Catolicismo
n° 22, outubro de 1952
RECEBENDO
em Castelgandolfo um grupo de “Companheiros da São Francisco”, que partiam a pé
para Assis em comemoração do 25º aniversário de sua associação, o Santo Padre Pio XII dirigiu-lhes palavras em que recorda o verdadeiro sentido e a utilidade
espiritual da peregrinação. Disse Sua Santidade:
“Restituir
ao século do automóvel, da estrada de ferro, do avião, a noção do alto significado
espiritual da peregrinação, da estrada tenazmente palmilhada rumo às alturas
consagradas pelo heroísmo dos Santos, eis certamente uma empresa digna dos
grandes séculos de fé.

INSTRUÇÕES:
1. Reescreva de modo mais conciso o parágrafo do trecho sobre a peregrinação que começa por "RECEBENDO em Castelgandolfo", preservando os fatos principais.
2. Retome o trecho sobre a peregrinação a partir do ponto em que ele termina e dê-lhe continuidade.
O material não tem nenhum papel nesta atividade.

REGISTROS DE DADOS:
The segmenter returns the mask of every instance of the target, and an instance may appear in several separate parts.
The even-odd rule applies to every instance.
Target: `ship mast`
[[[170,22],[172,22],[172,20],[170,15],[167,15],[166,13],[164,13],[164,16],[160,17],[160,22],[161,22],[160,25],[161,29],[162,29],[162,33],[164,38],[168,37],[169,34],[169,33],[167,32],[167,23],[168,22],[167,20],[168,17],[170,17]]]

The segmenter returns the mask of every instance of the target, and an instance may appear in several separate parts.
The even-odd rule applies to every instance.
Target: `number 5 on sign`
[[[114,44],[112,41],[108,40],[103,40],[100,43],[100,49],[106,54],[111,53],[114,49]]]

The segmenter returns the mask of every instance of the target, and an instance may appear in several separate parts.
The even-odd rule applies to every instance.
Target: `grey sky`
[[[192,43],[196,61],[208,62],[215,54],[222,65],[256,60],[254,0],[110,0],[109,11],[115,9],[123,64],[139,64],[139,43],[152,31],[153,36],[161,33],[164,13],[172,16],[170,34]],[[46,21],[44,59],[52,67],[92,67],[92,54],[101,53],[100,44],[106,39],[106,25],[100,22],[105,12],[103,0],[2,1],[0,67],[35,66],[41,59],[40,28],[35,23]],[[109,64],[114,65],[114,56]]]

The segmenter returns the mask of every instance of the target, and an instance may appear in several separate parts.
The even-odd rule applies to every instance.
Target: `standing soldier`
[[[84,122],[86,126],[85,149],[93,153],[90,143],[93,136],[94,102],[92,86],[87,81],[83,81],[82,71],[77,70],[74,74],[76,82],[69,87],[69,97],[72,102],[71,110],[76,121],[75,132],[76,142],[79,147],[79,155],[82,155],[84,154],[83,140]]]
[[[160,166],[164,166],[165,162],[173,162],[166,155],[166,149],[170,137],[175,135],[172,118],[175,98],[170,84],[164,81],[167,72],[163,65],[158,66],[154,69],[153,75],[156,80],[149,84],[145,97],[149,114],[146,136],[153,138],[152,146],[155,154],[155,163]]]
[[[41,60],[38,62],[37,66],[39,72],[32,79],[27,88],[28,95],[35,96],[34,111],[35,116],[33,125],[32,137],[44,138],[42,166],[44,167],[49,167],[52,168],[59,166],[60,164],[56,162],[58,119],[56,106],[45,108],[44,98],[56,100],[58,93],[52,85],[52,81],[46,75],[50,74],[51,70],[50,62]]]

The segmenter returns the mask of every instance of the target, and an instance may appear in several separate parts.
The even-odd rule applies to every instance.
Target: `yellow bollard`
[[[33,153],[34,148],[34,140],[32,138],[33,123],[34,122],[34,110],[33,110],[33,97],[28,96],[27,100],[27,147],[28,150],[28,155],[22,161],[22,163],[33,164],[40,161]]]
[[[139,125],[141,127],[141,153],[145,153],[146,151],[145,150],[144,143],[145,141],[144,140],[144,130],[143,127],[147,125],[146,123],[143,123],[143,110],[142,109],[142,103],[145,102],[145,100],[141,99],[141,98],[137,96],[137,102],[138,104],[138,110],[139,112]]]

RESPOSTAS ESPERADAS:
1. Em Castelgandolfo, o Santo Padre Pio XII recebeu um grupo de "Companheiros da São Francisco" que partiam a pé para Assis, em comemoração do 25º aniversário de sua associação. Na ocasião, lembrou-lhes o verdadeiro sentido e a utilidade espiritual da peregrinação.

2.
Nossos
contemporâneos perderam muitas vezes, juntamente com a noção do sobrenatural, o
senso das belas obras da criação, sobretudo dos lugares e coisas santificados
pelas almas de escol, por aqueles que Deus marca com o Seu sinal e encarrega de
transmitir a seus irmãos os dons do céu. A exemplo de Francisco de Assis, procurais
reencontrar esta primeira manifestação da bondade e da grandeza de Deus pela
contemplação de Sua obra. Ides reaprender fielmente esta grande lição nos
lugares animados outrora por sua presença, diante das paisagens que o
auxiliaram a elevar-se para o Senhor.
Vós
ides sobretudo como peregrinos, ansiosos por ali renovar vossas profundas
energias e por rejuvenescer vossas almas nesta fonte sempre fresca que São
Francisco fez jorrar sobre a terra da Úmbria.
Uma
tal meta não se pode atingir sem uma intensa preparação espiritual. De vossa
parte, haveis escolhido a da peregrinação, tão tradicional e ao mesmo tempo tão
eficaz. A peregrinação é uma longa caminhada, que começa por uma separação.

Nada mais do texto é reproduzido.